■ **Aim of the task**
The data should be printed in full, character for character.

■ **Source records**
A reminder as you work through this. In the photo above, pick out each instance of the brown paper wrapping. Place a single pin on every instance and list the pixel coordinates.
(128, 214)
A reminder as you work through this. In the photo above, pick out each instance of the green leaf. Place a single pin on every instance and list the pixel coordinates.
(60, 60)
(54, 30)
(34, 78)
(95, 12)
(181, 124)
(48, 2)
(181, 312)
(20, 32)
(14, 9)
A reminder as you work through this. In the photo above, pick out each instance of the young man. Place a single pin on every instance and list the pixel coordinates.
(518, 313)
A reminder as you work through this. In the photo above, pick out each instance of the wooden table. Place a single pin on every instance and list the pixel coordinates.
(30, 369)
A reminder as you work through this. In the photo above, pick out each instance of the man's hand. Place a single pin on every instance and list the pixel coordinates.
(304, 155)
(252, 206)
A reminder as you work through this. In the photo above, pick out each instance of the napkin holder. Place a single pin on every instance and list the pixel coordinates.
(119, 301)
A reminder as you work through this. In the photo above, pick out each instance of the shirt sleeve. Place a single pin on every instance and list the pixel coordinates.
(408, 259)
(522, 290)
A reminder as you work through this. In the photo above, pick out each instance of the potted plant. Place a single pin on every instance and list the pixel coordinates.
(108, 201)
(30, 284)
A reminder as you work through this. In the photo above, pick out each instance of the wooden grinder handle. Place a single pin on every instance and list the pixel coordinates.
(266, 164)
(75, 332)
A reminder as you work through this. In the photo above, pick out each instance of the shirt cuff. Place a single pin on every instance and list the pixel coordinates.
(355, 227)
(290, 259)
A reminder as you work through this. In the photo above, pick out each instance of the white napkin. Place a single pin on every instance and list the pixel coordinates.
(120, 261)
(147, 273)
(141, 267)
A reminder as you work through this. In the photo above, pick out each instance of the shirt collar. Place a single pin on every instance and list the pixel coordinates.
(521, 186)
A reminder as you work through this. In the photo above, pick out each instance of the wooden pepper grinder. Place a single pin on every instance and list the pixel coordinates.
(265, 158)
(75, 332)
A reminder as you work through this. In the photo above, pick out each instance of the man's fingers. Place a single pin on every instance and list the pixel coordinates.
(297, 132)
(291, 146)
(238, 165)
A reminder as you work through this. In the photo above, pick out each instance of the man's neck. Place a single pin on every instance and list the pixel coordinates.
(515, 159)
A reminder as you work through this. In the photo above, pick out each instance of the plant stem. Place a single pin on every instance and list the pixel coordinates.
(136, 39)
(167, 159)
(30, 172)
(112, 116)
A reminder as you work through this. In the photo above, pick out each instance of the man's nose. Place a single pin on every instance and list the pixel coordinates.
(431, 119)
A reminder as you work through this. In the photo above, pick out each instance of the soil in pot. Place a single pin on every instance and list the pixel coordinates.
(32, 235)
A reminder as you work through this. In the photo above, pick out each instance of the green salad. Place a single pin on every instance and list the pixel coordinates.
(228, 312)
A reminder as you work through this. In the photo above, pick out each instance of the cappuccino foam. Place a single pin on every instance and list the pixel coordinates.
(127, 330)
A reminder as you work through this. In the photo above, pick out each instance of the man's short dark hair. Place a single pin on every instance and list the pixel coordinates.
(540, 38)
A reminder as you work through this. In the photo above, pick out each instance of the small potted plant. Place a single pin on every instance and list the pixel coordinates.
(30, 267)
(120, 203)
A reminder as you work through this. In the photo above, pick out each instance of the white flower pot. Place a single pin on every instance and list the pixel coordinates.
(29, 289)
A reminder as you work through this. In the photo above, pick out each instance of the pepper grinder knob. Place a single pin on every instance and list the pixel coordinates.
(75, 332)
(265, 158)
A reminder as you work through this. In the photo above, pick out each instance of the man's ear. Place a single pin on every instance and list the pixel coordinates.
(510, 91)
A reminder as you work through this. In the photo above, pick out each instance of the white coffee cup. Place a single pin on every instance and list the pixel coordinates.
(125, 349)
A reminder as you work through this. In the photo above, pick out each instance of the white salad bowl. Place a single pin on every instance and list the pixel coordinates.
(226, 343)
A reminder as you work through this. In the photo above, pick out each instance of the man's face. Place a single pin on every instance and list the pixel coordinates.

■ **Result of this task**
A reminder as you work through this. In the photo above, pick out each instance of the brown paper wrapping. Place a single pin on every instance and list the pixel coordinates.
(128, 214)
A reminder as you work through this. In the photo above, pick out each instance of the green leaf. Place a single pin on every instance and list the pixel coordinates.
(60, 60)
(54, 30)
(34, 78)
(95, 12)
(181, 124)
(48, 2)
(181, 312)
(20, 32)
(14, 9)
A reminder as you work through this. In the photo above, pick out each instance of the young man. Place a single pin on every instance and list the pixel coordinates.
(518, 313)
A reminder as you work through this. In the photo above, pick out each instance of the wooden table. Place a single pin on every instance and list the pixel coordinates.
(30, 369)
A reminder as you work through this. In the photo above, pick out each instance of the man's hand. Place a single pin on every instance and list the pixel coordinates.
(304, 155)
(252, 206)
A reminder as you work through this. In the photo above, pick out each instance of the napkin holder. Place a single pin on every instance and list the pixel coordinates.
(119, 301)
A reminder as you work through this. In the photo above, pick out each instance of the shirt sleeve. Place a single pin on every instance and list the pixel coordinates.
(408, 259)
(522, 290)
A reminder as you work through this. In the photo above, pick out each instance of the potted plant. Place a single pin on every instance and list the pixel coordinates.
(108, 201)
(30, 284)
A reminder as you work through this. In the photo above, pick out each instance of the wooden grinder handle. Place a single pin on every instance and list the pixel coordinates.
(266, 164)
(75, 332)
A reminder as you work through this. In the photo above, pick out each instance of the shirt cuff. Place a single pin on every instance and list the pixel coordinates.
(355, 227)
(290, 259)
A reminder as you work through this. In the photo above, pick out each instance of the white napkin. Place a single pin on every instance and list the pixel coordinates.
(120, 261)
(147, 273)
(141, 267)
A reminder as you work through this. In the photo above, pick out each instance of the shirt collar. Place a single pin on every instance and list the pixel coordinates.
(521, 186)
A reminder as you work through this. In the photo above, pick out each instance of the wooden pepper grinder. Place a single pin on every instance and list the pixel coordinates.
(265, 158)
(75, 332)
A reminder as you work through this. In the photo above, pick out each instance of the man's fingers. Place a single pin on every instance and list the pixel coordinates.
(297, 132)
(291, 146)
(238, 165)
A reminder as you work through this. In the photo above, pick out each instance of the man's neck. Place a single pin on every instance and list the pixel coordinates.
(515, 159)
A reminder as you work through this. In the photo above, pick out each instance of the plant stem. Place a single pin on every instance and list the pixel coordinates.
(136, 39)
(167, 159)
(30, 172)
(112, 116)
A reminder as you work through this. In the photo above, pick out each instance of the man's nose. Place a single pin on every instance and list the pixel coordinates.
(431, 119)
A reminder as you work through this. In the photo above, pick out each instance of the soil in pot. Place a single pin on every instance and list the pixel coordinates.
(32, 235)
A reminder as you work through this. In the photo above, pick out each instance of the green salad. Place a single pin on every instance and list the pixel coordinates.
(228, 312)
A reminder as you work through this. In the photo above, pick out each instance of the cappuccino foam. Place a single pin on every instance and list the pixel coordinates.
(127, 330)
A reminder as you work through this. In the photo above, pick out each instance of the man's short dark hair. Place a single pin on every instance and list the pixel coordinates.
(540, 38)
A reminder as you work through this. In the photo above, pick out each instance of the small potted plant. Place a single pin on every instance and list the pixel coordinates.
(30, 267)
(120, 203)
A reminder as you work through this. In the photo above, pick out each instance of the white flower pot. Place a single pin on every instance and list the pixel coordinates.
(29, 289)
A reminder as you work through this. In the photo above, pick out each instance of the pepper grinder knob. Place a single pin on every instance and list the pixel coordinates.
(75, 332)
(265, 158)
A reminder as you work through this. In the photo above, pick out each instance of the man's ear. Place a single pin on every instance and list the pixel coordinates.
(510, 91)
A reminder as you work through this. In the photo above, pick out each instance of the white coffee cup. Place a single pin on every instance and list the pixel coordinates.
(125, 349)
A reminder as you work through this. In the photo above, pick out each instance of the white salad bowl. Place a single pin on every instance and list the pixel coordinates.
(226, 343)
A reminder as you work through this. In the photo above, pick out each instance of the man's face. Place a single pin on every instance and list the pixel coordinates.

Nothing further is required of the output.